§ **RECORDS TO USE**:

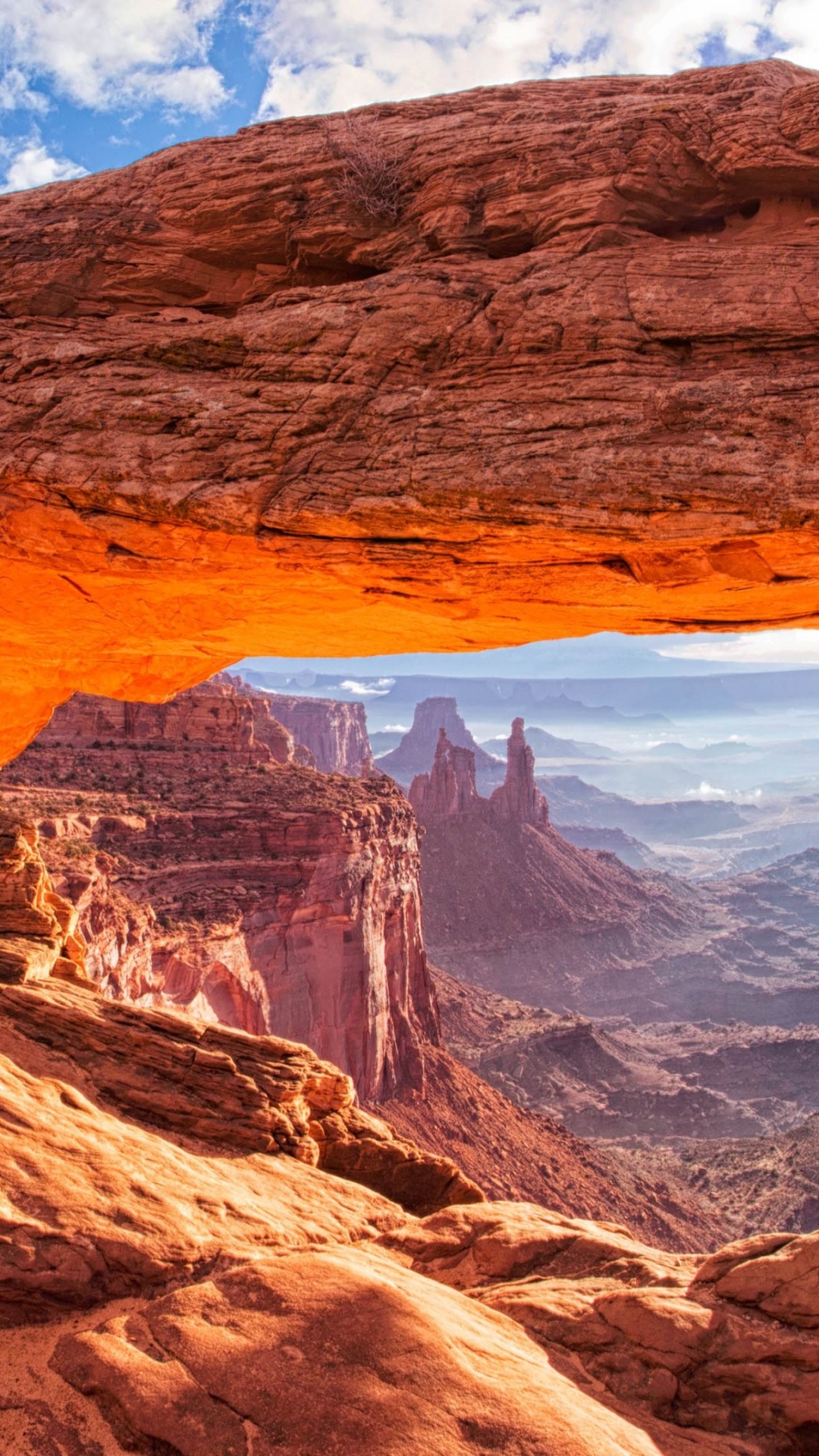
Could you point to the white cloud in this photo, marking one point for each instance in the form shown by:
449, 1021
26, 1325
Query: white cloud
798, 647
333, 55
105, 53
17, 93
33, 165
378, 689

§ **TASK DESCRIPTION**: Which lines in the material above contain the word "cloud"? Copy out each of them in full.

§ **TASK OUTPUT**:
Could you point to the white cloud in this photo, marking one point for each instance in the form shown by:
Query: white cloud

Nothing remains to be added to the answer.